*Source passage*.
[Start]
Science fiction has improved my grasp of God and the reality of the human condition. Statements such as this can be fun to say to my students. Yes, as a teacher, it is my job to make those light bulbs of understanding turn on. However, confusing their preconceptions in Socratic fashion is sometimes a prerequisite to deeper understanding. Sometimes, you have to dim the lights that are already on and focus a spotlight, so that the students can grasp that they need to, and perhaps can (if they try), see something more clearly than they did before.
However, is it really possible that science fiction can inform some of our greatest realities? Many see science fiction as “out there.” It often is. I cannot defend the entire genre; as a whole, I do not want to. However, it has been a gateway to understanding for many. Ironic? Anthony Esolen writes, “all kinds of unsuspected truths, particularly those combined in paradoxes, await our attention but we are too dulled by habit to notice.” One benefit of science fiction is just that. Often full of paradoxes by its very nature, such as time travel, it breaks this dulling habit and helps us notice unsuspected truths. Of course, the imagination is an essential faculty here. Most science fiction demands that we stretch the imagination — but not to the extent of abandoning the concept of reality. I say the “concept of reality” because some things that are not real, and cannot be real, are not necessarily incapable of bringing us to realizations. “A red shirt that isn’t red” is indeed meaningless. We cannot learn anything from this contradiction in terms. However, “a world without gravity,” while a scientific impossibility, is not meaningless. It has all kinds of narrative possibilities. Chesterton writes similarly, “You cannot imagine two and one not making three. But you can easily imagine trees not growing fruit; you can imagine them growing golden candlesticks or tigers hanging on by the tail.” Since we cannot experience these narrative possibilities directly, the imagination must completely take over.
[End]
*Prompt A*. Copy the rows verbatim, from the line with "Task: mark the furrowed" up to and including the line with "[[392, 22]]".

*Records to use*.
[Start]
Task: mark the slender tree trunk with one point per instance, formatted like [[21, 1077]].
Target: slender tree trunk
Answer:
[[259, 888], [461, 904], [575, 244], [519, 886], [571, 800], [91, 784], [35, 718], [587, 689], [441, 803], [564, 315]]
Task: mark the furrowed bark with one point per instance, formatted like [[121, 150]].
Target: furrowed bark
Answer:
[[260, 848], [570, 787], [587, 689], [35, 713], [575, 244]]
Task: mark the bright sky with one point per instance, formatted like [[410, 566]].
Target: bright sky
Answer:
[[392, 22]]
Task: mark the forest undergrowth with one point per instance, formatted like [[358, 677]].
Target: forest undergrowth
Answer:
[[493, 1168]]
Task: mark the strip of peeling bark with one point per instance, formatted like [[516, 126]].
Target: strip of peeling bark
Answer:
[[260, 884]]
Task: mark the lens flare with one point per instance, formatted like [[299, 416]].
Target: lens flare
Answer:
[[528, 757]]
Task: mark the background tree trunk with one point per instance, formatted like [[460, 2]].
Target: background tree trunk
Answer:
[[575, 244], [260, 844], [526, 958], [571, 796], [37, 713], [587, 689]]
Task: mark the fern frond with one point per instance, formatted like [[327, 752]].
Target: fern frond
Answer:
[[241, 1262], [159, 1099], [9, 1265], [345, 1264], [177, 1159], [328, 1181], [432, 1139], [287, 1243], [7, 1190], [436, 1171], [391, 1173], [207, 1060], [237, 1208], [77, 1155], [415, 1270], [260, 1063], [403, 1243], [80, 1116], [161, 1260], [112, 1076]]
[End]
[Start]
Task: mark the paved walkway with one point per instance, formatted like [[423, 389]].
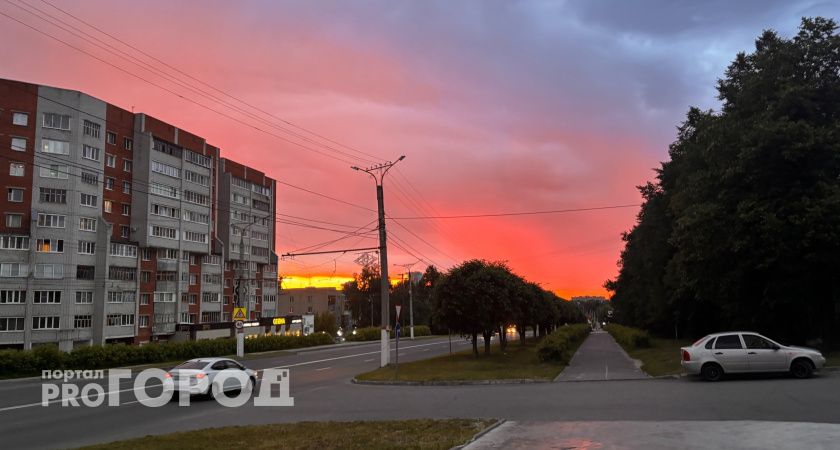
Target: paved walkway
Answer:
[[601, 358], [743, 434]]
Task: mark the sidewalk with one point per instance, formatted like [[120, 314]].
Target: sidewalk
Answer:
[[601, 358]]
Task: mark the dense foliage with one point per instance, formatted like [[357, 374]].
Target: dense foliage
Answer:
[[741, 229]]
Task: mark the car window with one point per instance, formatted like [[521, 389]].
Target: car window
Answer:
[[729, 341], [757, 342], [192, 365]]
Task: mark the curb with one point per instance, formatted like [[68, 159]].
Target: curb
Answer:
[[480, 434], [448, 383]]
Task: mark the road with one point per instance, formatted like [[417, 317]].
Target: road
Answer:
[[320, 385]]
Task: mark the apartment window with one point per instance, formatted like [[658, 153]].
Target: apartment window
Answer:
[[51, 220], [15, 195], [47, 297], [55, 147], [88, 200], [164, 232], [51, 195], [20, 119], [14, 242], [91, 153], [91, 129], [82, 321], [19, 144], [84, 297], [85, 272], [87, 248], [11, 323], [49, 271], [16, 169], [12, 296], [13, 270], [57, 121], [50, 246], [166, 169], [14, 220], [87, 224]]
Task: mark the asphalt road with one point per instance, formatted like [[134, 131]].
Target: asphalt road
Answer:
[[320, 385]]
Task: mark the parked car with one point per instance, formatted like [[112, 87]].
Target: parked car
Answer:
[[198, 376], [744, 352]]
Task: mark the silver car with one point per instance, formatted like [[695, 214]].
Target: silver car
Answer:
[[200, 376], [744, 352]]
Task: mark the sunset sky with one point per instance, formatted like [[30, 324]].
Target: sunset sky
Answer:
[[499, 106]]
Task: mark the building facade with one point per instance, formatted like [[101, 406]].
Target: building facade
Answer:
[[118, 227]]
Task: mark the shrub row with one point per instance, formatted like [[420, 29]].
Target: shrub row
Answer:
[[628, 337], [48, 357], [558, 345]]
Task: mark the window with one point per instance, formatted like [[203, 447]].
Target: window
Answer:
[End]
*Prompt B*. According to the passage on science fiction, what scientific impossibility is still not meaningless?

*Exercise solution A*.
Task: mark the furrowed bark with one point per instance, formatted like [[121, 150]].
Target: furrowed bark
Answer:
[[260, 848], [570, 787], [587, 689], [35, 713], [575, 244]]
Task: mark the bright sky with one point per instance, formatted like [[410, 566]].
Target: bright sky
Answer:
[[392, 22]]

*Exercise solution B*. A world without gravity.